- **PASSAGE PROVIDED**:
Neither is the case. First, if EULAs were to go in their entirety, copyright law would remain intact, and that is what prevents you buying one copy and installing it on 5,000 computers.

Second, EULAs in general are not at issue. The issue is the particular clause forbidding installation on non-Apple sourced computers. This clause could be held invalid, and all other EULA clauses left standing. Its a clause by clause thing.

My view is that the clause is not going to be upheld at least in the EU, because it is a post sale restraint on use, which the Commission frowns on, and because its (as presently implemented) either a contract variance without consideration, or perhaps its an attempt to enter a secondary contract without consideration, depending on how one looks at the transactions.

We must wait to see if Apple Legal moves to sue EFI-X, PearC and Freedompc. I don't think they will, and if they do they will lose. But if this happens it will still be illegal to install OSX or Windows on more than one computer.

Its both more and less far reaching than your impression.

Reply Score: 3

kryptonianjorel Member since:
2006-06-28

I see your point. however the ramifications could be greater than simply calling that clause invalid.

You say the problem the EU will have with this is that it is a "post sale" restriction. What if Apple put the restriction in plain site on the packaging of the product, so that the consumer could be warned of the limitations imposed of the software.

If Apple loses, which I also believe they will, they will just make everything harder for everybody. If they cant make a legal block of "unauthorized installations", they'll make software and hardware blocks, and who really wants that?

Reply Score: 1

RE[6]: Apple's EULA is illegal
by alcibiades on Sun 14th Jun 2009 03:00 UTC in reply to "RE[5]: Apple's EULA is illegal"
alcibiades Member since:
2005-10-12

The question might be put like this: suppose Apple were to reach arrangements with its resellers so that you could only buy retail copies of OSX by signing an agreement which forbade you to install on non-Apple computers. Would this be binding in the EU? How would the courts and Commission react to this?

Don't know. Don't know of any cases, but there probably are lots of analogous ones in sale of goods law. At least if they did this, there would be one transaction, a sale of a copy, and there would be a contract entered into in that transaction, and there would be consideration. So it would not be open to the procedural difficulties with the present method.

Its not automatic that it would be enforceable. For instance, in the UK you cannot, no matter what you sign, give up your rights under the sale of goods legislation. This is why guarantees and other offers always come with the caveat that this does not limit your rights under consumer protection legislation. You have the right, under distance selling regulation, to return a product within 7 days for a complete no questions asked refund. Even if you sign a contract which renounces that right, you will still have it.

So it could be that you'd still be able to install on whatever you wanted with impunity, and if you can do it yourself, you can pay someone else to do it.

Reply Score: 2

RE[5]: Apple's EULA is illegal
by kaiwai on Sun 14th Jun 2009 04:25 UTC in reply to "RE[4]: Apple's EULA is illegal"
kaiwai Member since:
2005-07-06

Neither is the case. First, if EULAs were to go in their entirety, copyright law would remain intact, and that is what prevents you buying one copy and installing it on 5,000 computers.

- **COMPLETE THE FOLLOWING**:
[1] Transcribe the part of the forum thread on Apple's EULA starting with "Its both more" and going on through "really wants that?".
[2] Write the next part of the forum thread on Apple's EULA, picking up right after its last sentence.

- **PROVIDED DATA**:
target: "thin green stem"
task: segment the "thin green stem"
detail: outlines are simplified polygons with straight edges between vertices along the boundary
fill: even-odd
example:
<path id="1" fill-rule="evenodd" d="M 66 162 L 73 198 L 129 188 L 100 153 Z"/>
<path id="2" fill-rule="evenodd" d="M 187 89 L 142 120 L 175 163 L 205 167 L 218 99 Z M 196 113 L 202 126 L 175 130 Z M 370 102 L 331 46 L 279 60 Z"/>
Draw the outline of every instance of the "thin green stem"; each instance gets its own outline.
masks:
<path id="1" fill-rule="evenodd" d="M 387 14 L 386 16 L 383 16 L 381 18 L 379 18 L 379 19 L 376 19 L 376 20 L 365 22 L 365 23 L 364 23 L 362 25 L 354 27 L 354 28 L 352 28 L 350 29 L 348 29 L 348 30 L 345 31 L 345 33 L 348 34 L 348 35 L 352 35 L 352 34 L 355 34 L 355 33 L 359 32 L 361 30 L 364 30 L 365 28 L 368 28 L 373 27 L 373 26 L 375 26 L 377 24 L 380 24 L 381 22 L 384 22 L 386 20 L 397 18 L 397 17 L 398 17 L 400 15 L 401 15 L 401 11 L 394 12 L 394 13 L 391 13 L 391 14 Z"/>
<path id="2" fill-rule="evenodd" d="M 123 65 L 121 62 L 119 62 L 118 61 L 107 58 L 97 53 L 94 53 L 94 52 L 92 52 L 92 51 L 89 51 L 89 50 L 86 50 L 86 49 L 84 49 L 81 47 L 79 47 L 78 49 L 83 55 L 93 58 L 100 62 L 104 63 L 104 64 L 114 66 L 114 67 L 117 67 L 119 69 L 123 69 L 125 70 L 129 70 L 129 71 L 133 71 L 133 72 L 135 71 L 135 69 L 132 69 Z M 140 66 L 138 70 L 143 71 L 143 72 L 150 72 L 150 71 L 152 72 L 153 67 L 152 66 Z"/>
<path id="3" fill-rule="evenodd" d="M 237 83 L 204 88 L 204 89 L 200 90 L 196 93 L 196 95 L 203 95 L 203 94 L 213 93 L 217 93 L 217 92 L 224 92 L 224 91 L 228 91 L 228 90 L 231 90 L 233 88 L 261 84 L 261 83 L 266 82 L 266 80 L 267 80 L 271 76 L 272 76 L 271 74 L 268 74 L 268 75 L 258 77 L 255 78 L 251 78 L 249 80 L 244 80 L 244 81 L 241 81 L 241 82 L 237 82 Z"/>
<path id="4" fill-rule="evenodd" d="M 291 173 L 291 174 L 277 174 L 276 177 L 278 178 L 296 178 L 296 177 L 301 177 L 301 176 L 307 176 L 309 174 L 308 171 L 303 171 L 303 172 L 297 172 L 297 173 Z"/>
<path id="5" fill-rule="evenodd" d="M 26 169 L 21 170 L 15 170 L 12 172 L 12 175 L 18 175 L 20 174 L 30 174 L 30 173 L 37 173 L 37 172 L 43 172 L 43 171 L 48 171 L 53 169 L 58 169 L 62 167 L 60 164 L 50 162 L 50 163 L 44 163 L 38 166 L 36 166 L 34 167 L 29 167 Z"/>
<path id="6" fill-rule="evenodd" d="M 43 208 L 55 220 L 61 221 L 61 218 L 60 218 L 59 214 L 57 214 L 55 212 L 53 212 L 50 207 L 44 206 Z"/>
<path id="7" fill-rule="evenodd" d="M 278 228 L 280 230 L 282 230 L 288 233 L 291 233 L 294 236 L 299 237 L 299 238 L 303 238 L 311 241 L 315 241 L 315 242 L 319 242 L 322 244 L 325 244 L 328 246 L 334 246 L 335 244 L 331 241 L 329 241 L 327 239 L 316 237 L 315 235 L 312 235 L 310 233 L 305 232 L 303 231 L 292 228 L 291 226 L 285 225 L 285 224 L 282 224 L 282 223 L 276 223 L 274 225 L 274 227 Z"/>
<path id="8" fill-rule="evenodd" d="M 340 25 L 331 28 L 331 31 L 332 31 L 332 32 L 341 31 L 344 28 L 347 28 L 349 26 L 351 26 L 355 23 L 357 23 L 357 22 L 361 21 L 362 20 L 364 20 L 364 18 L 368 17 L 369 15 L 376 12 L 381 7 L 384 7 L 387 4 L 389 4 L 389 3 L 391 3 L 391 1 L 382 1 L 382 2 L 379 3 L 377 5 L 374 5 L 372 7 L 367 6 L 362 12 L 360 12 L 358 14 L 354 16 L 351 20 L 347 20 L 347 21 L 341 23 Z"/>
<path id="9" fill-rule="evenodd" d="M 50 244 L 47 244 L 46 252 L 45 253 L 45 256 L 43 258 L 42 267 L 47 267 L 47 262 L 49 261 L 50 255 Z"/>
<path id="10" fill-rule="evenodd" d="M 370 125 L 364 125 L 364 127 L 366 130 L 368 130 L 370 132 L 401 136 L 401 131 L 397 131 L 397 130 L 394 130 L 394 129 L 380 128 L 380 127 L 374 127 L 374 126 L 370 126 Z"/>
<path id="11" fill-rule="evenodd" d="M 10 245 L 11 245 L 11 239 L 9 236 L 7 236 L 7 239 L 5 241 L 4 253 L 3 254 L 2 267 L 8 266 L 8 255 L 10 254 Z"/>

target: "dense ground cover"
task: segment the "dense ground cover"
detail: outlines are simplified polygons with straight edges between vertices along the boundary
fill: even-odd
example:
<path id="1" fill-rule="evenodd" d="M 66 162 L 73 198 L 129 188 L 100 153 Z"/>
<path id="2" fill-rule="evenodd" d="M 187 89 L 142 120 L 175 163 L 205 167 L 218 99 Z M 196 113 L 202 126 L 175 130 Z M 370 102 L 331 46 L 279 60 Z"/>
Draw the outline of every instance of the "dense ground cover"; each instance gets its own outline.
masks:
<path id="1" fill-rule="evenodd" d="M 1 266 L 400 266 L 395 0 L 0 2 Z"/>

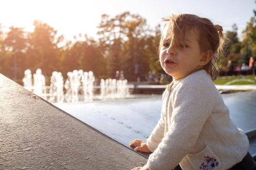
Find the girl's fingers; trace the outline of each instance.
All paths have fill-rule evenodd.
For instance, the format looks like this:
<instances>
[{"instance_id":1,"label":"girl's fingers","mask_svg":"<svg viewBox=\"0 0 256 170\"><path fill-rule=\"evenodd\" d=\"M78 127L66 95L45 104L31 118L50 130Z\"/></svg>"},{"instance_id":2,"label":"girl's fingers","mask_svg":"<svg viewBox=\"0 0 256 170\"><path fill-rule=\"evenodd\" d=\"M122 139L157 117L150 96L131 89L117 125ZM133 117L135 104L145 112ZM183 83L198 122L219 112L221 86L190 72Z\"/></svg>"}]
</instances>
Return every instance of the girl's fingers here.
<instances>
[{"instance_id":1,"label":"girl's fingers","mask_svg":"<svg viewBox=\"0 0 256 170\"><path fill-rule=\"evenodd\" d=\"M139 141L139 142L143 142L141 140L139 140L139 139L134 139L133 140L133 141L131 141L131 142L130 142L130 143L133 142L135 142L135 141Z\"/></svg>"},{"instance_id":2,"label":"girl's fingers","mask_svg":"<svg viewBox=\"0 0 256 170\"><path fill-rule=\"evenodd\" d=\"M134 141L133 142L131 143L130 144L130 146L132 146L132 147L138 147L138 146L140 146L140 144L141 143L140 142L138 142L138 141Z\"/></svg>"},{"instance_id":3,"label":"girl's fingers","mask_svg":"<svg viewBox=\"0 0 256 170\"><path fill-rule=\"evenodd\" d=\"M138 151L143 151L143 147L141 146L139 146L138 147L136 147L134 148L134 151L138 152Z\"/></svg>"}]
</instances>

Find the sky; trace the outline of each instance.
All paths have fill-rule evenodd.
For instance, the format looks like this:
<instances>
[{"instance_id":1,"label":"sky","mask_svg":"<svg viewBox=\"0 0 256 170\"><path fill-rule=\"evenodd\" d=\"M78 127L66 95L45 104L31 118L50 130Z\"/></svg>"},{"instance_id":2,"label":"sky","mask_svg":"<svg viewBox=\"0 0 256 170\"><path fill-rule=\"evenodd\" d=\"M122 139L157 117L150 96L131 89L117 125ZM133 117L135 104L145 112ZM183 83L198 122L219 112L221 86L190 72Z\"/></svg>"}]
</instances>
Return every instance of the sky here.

- **FINAL RESULTS**:
[1]
Its both more and less far reaching than your impression.

Reply Score: 3

kryptonianjorel Member since:
2006-06-28

I see your point. however the ramifications could be greater than simply calling that clause invalid.

You say the problem the EU will have with this is that it is a "post sale" restriction. What if Apple put the restriction in plain site on the packaging of the product, so that the consumer could be warned of the limitations imposed of the software.

If Apple loses, which I also believe they will, they will just make everything harder for everybody. If they cant make a legal block of "unauthorized installations", they'll make software and hardware blocks, and who really wants that?

[2]
How does it stop you from installing it on 5,000 computers. You haven't copied the software, you've installed it on multiple computers that you own; that is no different to the fair use provision of music where one could copy their CD to a tape so that they can use it in their car. How is installing software any different to that - if I have a desktop and a laptop, why should I have to go and purchase two copies using the 'fair use' provision.

Now, if the software company sold you the software and told you can install it on as many computers as you want but the boxed product only includes a support contract for one computer at anyone time. In other word's, when you purchase a boxed software - what you're actually buying is a media kit plus a support contract for one computer. Install it on as many computers as you want but only one of the computers are supported.

If they rejigged their sales model along those lines I think it would address many of the issues raised.

Edited 2009-06-14 04:27 UTC

Reply Score: 2

RE[6]: Apple's EULA is illegal
by Thom_Holwerda on Sun 14th Jun 2009 07:31 UTC in reply to "RE[5]: Apple's EULA is illegal"
Thom_Holwerda Member since:
2005-06-29

How does it stop you from installing it on 5,000 computers. You haven't copied the software, you've installed it on multiple computers that you own; that is no different to the fair use provision of music where one could copy their CD to a tape so that they can use it in their car. How is installing software any different to that - if I have a desktop and a laptop, why should I have to go and purchase two copies using the 'fair use' provision.


In The Netherlands, software does not even fall under the "fair use" provision, so the fair use provision - which allows us Dutch folk to download copyrighted content off the web even if the upload was illegal - does not cover software.

As such, installing multiple copies does not either.

Reply Score: 1

RE[7]: Apple's EULA is illegal
by kmj1268 on Sun 14th Jun 2009 08:08 UTC in reply to "RE[6]: Apple's EULA is illegal"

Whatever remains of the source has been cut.